◆ What is required ◆
Please return every line of the records below that holds the word "dirt".

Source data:

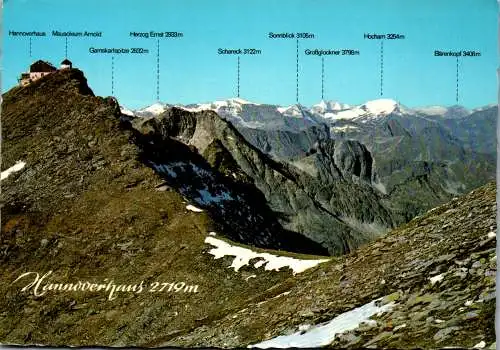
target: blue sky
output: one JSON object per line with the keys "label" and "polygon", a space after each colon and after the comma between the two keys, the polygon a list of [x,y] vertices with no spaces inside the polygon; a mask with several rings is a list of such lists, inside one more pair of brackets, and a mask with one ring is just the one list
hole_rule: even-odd
{"label": "blue sky", "polygon": [[[46,31],[45,38],[11,37],[9,30]],[[310,32],[299,42],[299,101],[321,99],[321,58],[304,49],[355,49],[359,56],[325,57],[325,99],[359,104],[380,98],[380,42],[365,33],[400,33],[384,41],[384,97],[415,107],[454,105],[456,64],[434,50],[475,50],[462,57],[459,104],[496,102],[497,2],[495,0],[8,0],[4,4],[2,89],[17,83],[29,64],[59,64],[65,40],[52,30],[102,31],[102,38],[69,39],[68,58],[85,72],[97,95],[111,94],[111,56],[89,47],[148,48],[147,55],[115,55],[114,95],[138,108],[156,100],[156,39],[130,31],[178,31],[160,40],[160,100],[196,103],[236,95],[236,56],[218,48],[256,48],[241,57],[240,96],[250,101],[295,103],[296,42],[268,33]]]}

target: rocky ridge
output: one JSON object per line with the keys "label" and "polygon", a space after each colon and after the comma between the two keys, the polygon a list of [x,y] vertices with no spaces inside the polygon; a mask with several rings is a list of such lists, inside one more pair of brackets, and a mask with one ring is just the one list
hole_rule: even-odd
{"label": "rocky ridge", "polygon": [[[235,274],[228,258],[215,260],[205,240],[212,231],[223,238],[220,225],[206,211],[193,211],[196,203],[141,161],[136,132],[117,101],[94,96],[79,70],[4,94],[2,137],[2,172],[25,163],[2,179],[2,344],[167,341],[292,275],[263,267]],[[13,283],[30,271],[52,271],[53,283],[143,282],[144,290],[118,292],[113,300],[102,291],[35,296],[22,292],[27,280]],[[153,293],[155,282],[198,288]]]}
{"label": "rocky ridge", "polygon": [[[151,142],[157,143],[158,138],[173,140],[171,142],[193,147],[193,151],[205,160],[213,158],[211,152],[217,148],[220,155],[225,155],[227,164],[232,165],[229,171],[231,181],[253,187],[250,192],[263,195],[273,215],[278,217],[286,230],[299,232],[320,243],[330,254],[351,251],[403,222],[404,216],[398,211],[391,211],[383,195],[363,182],[364,178],[371,178],[370,154],[356,142],[337,142],[335,146],[330,144],[330,149],[335,151],[329,168],[325,169],[325,176],[330,176],[331,181],[325,183],[315,174],[308,173],[307,169],[304,171],[304,167],[266,156],[249,144],[235,127],[212,111],[188,112],[170,108],[157,117],[135,118],[132,124],[146,135],[142,143],[144,147],[151,148]],[[153,140],[153,137],[156,139]],[[164,151],[167,147],[161,149],[159,153],[156,152],[160,158],[150,159],[149,162],[168,167],[163,175],[170,183],[177,178],[184,181],[187,178],[185,175],[180,176],[170,169],[177,160],[167,155]],[[358,156],[358,151],[364,153]],[[155,153],[149,150],[145,154],[151,156]],[[228,169],[215,170],[228,174]],[[197,186],[209,189],[204,184]],[[186,195],[192,192],[187,189],[183,191]],[[199,204],[209,204],[220,215],[226,215],[227,206],[222,205],[221,208],[221,203],[231,203],[236,195],[224,197],[222,192],[215,189],[209,193],[211,198],[221,200]],[[192,196],[198,198],[199,195],[194,193]],[[244,220],[247,217],[243,214]]]}

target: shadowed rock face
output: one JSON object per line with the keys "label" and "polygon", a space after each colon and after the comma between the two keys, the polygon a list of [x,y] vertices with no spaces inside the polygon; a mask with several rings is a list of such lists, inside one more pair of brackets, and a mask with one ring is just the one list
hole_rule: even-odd
{"label": "shadowed rock face", "polygon": [[[315,154],[318,168],[323,168],[321,174],[328,177],[325,168],[335,169],[336,175],[367,182],[372,181],[373,159],[368,149],[358,141],[327,140],[320,142]],[[331,173],[335,173],[335,170]]]}
{"label": "shadowed rock face", "polygon": [[200,137],[202,154],[189,142],[183,143],[182,140],[193,140],[205,131],[200,131],[195,116],[176,120],[178,117],[169,119],[166,115],[165,123],[158,124],[156,120],[148,121],[147,126],[140,127],[146,134],[135,132],[135,143],[141,148],[140,159],[145,164],[169,186],[206,210],[219,225],[218,231],[234,241],[261,248],[327,254],[319,243],[281,226],[279,216],[270,210],[264,195],[220,139]]}

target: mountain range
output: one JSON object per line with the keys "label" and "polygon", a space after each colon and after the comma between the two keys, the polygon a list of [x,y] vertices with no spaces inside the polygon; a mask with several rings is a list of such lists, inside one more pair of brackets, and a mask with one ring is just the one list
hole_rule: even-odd
{"label": "mountain range", "polygon": [[1,343],[494,346],[496,107],[239,103],[252,128],[127,111],[77,69],[2,97]]}
{"label": "mountain range", "polygon": [[137,110],[131,110],[123,106],[121,108],[124,114],[146,117],[159,115],[171,107],[182,108],[190,112],[212,110],[237,127],[298,131],[329,122],[334,127],[333,130],[342,131],[343,128],[341,126],[335,128],[335,122],[350,120],[366,123],[384,118],[390,114],[431,119],[441,118],[443,120],[457,119],[494,108],[496,105],[488,105],[472,110],[458,105],[451,107],[428,106],[408,108],[392,99],[378,99],[361,105],[348,105],[337,101],[322,100],[311,107],[301,104],[283,107],[280,105],[250,102],[238,97],[188,105],[157,102]]}

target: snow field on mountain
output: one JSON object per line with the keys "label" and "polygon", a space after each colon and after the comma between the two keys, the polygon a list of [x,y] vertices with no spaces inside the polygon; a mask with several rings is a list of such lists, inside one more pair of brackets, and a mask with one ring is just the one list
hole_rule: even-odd
{"label": "snow field on mountain", "polygon": [[151,106],[147,107],[144,109],[145,112],[149,112],[152,114],[160,114],[164,112],[167,109],[167,107],[161,103],[155,103],[152,104]]}
{"label": "snow field on mountain", "polygon": [[120,107],[120,111],[122,112],[122,114],[129,115],[131,117],[134,116],[134,112],[126,107]]}
{"label": "snow field on mountain", "polygon": [[260,258],[259,261],[254,263],[255,268],[264,266],[266,271],[275,270],[279,271],[282,267],[289,267],[293,270],[293,274],[303,272],[311,267],[314,267],[329,259],[321,260],[306,260],[296,259],[287,256],[277,256],[269,253],[257,253],[250,249],[231,245],[223,240],[206,237],[205,243],[208,243],[215,248],[210,249],[209,254],[213,255],[215,259],[220,259],[224,256],[234,256],[233,262],[230,267],[238,271],[241,267],[249,265],[250,260]]}
{"label": "snow field on mountain", "polygon": [[[388,114],[394,111],[398,103],[391,99],[379,99],[366,102],[363,106],[372,114]],[[363,107],[362,106],[362,107]]]}

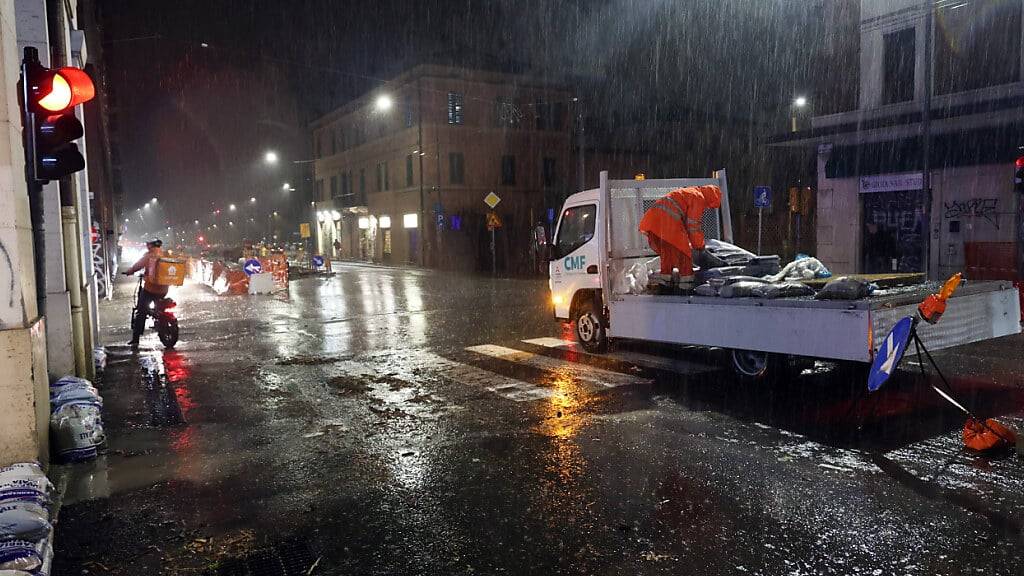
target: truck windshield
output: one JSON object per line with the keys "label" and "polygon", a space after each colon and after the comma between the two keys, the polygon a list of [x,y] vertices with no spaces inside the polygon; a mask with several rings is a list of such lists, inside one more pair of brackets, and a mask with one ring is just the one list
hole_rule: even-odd
{"label": "truck windshield", "polygon": [[558,227],[558,239],[555,241],[555,258],[568,256],[594,237],[594,221],[597,219],[597,206],[573,206],[562,213],[562,224]]}

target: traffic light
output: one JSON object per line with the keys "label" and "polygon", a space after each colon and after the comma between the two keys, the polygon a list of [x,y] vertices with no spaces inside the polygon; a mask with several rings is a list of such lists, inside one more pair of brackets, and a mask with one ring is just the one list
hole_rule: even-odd
{"label": "traffic light", "polygon": [[21,103],[29,179],[48,182],[85,168],[85,158],[74,144],[85,133],[75,117],[75,106],[95,95],[84,70],[46,68],[35,48],[25,48]]}
{"label": "traffic light", "polygon": [[1013,173],[1013,189],[1024,194],[1024,156],[1018,157],[1013,165],[1015,170]]}

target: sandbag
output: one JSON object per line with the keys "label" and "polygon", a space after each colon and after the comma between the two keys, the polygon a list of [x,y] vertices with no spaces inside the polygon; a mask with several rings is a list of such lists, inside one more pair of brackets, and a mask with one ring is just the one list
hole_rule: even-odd
{"label": "sandbag", "polygon": [[968,418],[964,424],[964,446],[975,452],[988,452],[1005,448],[1010,443],[1016,444],[1017,435],[999,422],[989,418],[983,426],[974,418]]}
{"label": "sandbag", "polygon": [[758,295],[762,298],[795,298],[812,294],[813,288],[799,282],[772,282],[762,284],[758,289]]}
{"label": "sandbag", "polygon": [[0,504],[0,540],[42,540],[50,531],[50,514],[39,504]]}
{"label": "sandbag", "polygon": [[694,288],[693,293],[697,296],[718,296],[718,288],[705,283]]}
{"label": "sandbag", "polygon": [[39,464],[19,463],[0,468],[0,504],[30,502],[45,506],[53,493],[53,484]]}
{"label": "sandbag", "polygon": [[727,266],[743,266],[754,258],[753,252],[748,252],[735,244],[721,240],[708,239],[704,242],[704,250],[722,261]]}
{"label": "sandbag", "polygon": [[722,298],[745,298],[751,296],[760,296],[758,289],[764,285],[763,282],[733,282],[732,284],[726,284],[722,286],[722,289],[718,291],[718,295]]}
{"label": "sandbag", "polygon": [[97,372],[107,369],[107,349],[103,347],[92,349],[92,362]]}
{"label": "sandbag", "polygon": [[797,254],[796,259],[775,273],[771,280],[773,282],[784,279],[811,280],[814,278],[828,278],[830,276],[832,276],[832,272],[820,260],[806,254]]}
{"label": "sandbag", "polygon": [[64,461],[95,458],[97,448],[106,441],[99,407],[78,403],[61,406],[50,416],[50,438]]}
{"label": "sandbag", "polygon": [[818,300],[858,300],[871,294],[876,286],[870,282],[840,276],[825,284],[814,296]]}
{"label": "sandbag", "polygon": [[[0,570],[22,570],[38,574],[47,555],[52,557],[50,535],[37,542],[29,540],[0,541]],[[49,552],[48,552],[49,551]]]}

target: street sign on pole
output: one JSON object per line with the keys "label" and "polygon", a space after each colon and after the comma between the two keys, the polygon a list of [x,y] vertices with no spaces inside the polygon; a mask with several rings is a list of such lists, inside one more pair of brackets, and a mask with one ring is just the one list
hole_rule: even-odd
{"label": "street sign on pole", "polygon": [[761,219],[764,209],[772,205],[772,189],[754,186],[754,208],[757,208],[757,253],[761,254]]}
{"label": "street sign on pole", "polygon": [[245,264],[242,266],[242,270],[245,271],[245,274],[247,276],[252,276],[253,274],[259,274],[260,272],[262,272],[263,265],[260,264],[259,260],[255,258],[249,258],[248,260],[245,261]]}
{"label": "street sign on pole", "polygon": [[323,256],[321,256],[319,254],[317,254],[316,256],[313,256],[313,266],[314,267],[320,268],[323,265],[324,265],[324,257]]}
{"label": "street sign on pole", "polygon": [[302,238],[309,238],[312,234],[309,233],[309,222],[302,222],[299,224],[299,236]]}
{"label": "street sign on pole", "polygon": [[907,344],[910,343],[910,332],[914,327],[914,318],[904,316],[889,331],[889,335],[882,340],[882,345],[875,354],[875,361],[871,364],[871,371],[868,372],[868,390],[874,392],[885,384],[885,381],[896,371],[896,367],[907,351]]}
{"label": "street sign on pole", "polygon": [[491,210],[494,210],[494,207],[498,205],[498,202],[501,202],[501,196],[498,196],[493,191],[489,192],[487,196],[484,196],[484,204],[487,204],[487,207]]}
{"label": "street sign on pole", "polygon": [[769,186],[754,186],[754,208],[768,208],[772,205],[772,189]]}

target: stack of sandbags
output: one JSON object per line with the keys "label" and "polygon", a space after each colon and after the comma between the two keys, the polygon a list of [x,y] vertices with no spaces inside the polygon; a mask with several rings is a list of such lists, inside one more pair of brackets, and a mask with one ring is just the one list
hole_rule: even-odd
{"label": "stack of sandbags", "polygon": [[0,575],[47,576],[53,560],[53,484],[38,463],[0,468]]}
{"label": "stack of sandbags", "polygon": [[64,376],[50,385],[50,440],[58,460],[96,457],[106,442],[102,409],[103,398],[85,378]]}

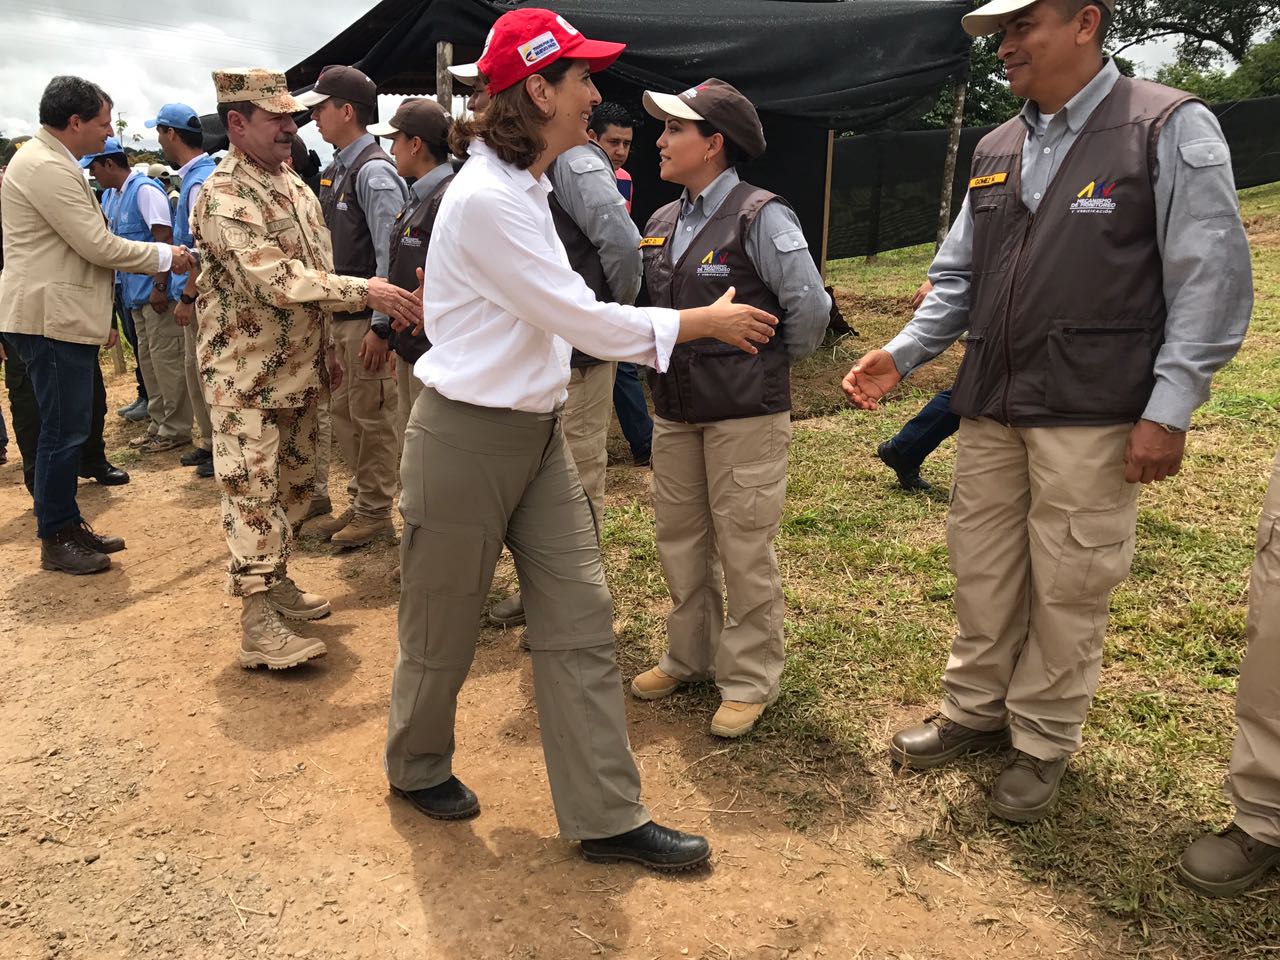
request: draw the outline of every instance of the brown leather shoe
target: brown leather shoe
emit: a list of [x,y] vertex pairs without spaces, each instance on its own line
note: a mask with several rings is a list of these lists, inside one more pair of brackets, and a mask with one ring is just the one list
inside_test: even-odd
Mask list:
[[77,540],[97,553],[119,553],[124,549],[124,537],[104,537],[83,520],[72,529]]
[[499,600],[485,614],[495,627],[518,627],[524,623],[524,599],[517,590],[505,600]]
[[66,526],[40,541],[40,566],[60,573],[99,573],[111,566],[111,558],[86,547],[78,526]]
[[[312,502],[314,503],[315,501]],[[332,540],[335,533],[342,530],[355,518],[356,512],[350,507],[347,507],[347,509],[343,510],[336,517],[329,517],[327,520],[321,520],[318,523],[313,523],[307,528],[307,532],[314,537],[319,537],[321,540]]]
[[292,577],[277,580],[267,588],[267,603],[290,620],[321,620],[330,612],[328,600],[318,593],[304,593]]
[[240,666],[246,670],[287,670],[327,652],[323,640],[300,637],[286,627],[265,593],[244,598],[240,628]]
[[637,700],[661,700],[680,689],[680,681],[657,667],[646,670],[631,681],[631,695]]
[[1178,875],[1211,897],[1234,897],[1277,864],[1280,847],[1263,843],[1233,823],[1187,847],[1178,862]]
[[889,761],[905,770],[932,770],[966,753],[986,753],[1009,746],[1009,728],[974,730],[940,713],[916,727],[899,730],[889,741]]
[[1014,823],[1043,820],[1058,799],[1067,760],[1041,760],[1014,750],[1009,765],[991,788],[991,812]]
[[390,517],[383,517],[381,520],[352,517],[350,523],[329,538],[329,542],[345,550],[363,547],[375,540],[394,540],[395,536],[396,528],[391,525]]
[[778,699],[774,693],[765,703],[743,703],[740,700],[722,700],[716,715],[711,718],[711,734],[732,740],[745,737],[755,729],[765,710]]

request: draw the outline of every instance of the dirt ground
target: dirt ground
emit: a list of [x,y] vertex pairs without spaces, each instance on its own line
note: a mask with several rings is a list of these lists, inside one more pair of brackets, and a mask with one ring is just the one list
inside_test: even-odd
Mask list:
[[[131,386],[109,378],[111,410]],[[139,428],[108,418],[118,454]],[[585,863],[556,836],[514,633],[483,632],[460,702],[457,769],[483,813],[422,818],[389,796],[381,766],[395,550],[303,550],[296,579],[333,603],[314,625],[329,655],[287,673],[243,671],[213,483],[179,467],[180,453],[117,455],[132,483],[81,485],[87,518],[128,550],[80,579],[39,570],[15,448],[0,468],[0,957],[1117,949],[1119,928],[1069,895],[922,854],[913,841],[926,824],[892,778],[846,811],[821,772],[729,762],[705,726],[634,702],[646,799],[661,821],[705,832],[715,856],[674,878]],[[642,490],[642,476],[612,467],[611,495]],[[343,489],[337,476],[333,487]],[[797,832],[778,788],[808,777],[834,799]]]

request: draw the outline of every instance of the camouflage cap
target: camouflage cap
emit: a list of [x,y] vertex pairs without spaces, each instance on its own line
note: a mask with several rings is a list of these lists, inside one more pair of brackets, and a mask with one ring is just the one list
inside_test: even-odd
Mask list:
[[272,113],[297,113],[306,108],[289,93],[284,74],[263,67],[213,71],[219,103],[248,101]]

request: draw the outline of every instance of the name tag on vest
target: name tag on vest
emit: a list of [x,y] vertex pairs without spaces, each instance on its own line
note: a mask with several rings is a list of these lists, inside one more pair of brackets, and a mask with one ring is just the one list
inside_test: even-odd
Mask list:
[[643,250],[645,247],[665,246],[666,242],[667,242],[666,237],[644,237],[640,241],[640,249]]
[[332,180],[321,180],[321,181],[320,181],[320,186],[322,186],[322,187],[332,187],[332,186],[333,186],[333,181],[332,181]]
[[1002,183],[1007,183],[1009,174],[993,173],[989,177],[974,177],[969,181],[969,189],[977,190],[980,187],[994,187]]

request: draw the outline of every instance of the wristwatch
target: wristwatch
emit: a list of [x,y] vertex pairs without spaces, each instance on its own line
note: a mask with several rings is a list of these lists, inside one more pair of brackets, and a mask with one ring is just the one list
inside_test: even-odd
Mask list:
[[383,340],[391,339],[391,324],[389,323],[374,323],[369,326],[369,329]]
[[191,294],[189,294],[189,293],[180,293],[180,294],[178,294],[178,299],[179,299],[179,300],[181,300],[183,303],[195,303],[195,302],[196,302],[196,298],[195,298],[195,297],[193,297],[193,296],[191,296]]
[[1163,429],[1165,433],[1186,433],[1187,432],[1183,430],[1181,427],[1175,427],[1172,424],[1160,423],[1159,421],[1156,421],[1156,424],[1161,429]]

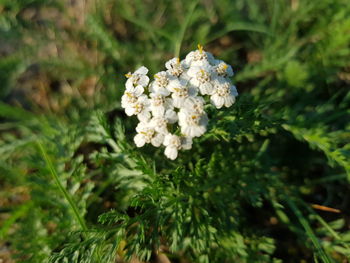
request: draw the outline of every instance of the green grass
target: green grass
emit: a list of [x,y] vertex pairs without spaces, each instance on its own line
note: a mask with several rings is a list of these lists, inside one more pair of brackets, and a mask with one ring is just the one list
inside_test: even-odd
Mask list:
[[[349,260],[347,0],[71,2],[0,1],[0,251]],[[176,161],[136,148],[124,74],[198,44],[233,66],[236,103]]]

◆ Solved problem ◆
request: draw the outline of every instance of the dirt ground
target: dirt ground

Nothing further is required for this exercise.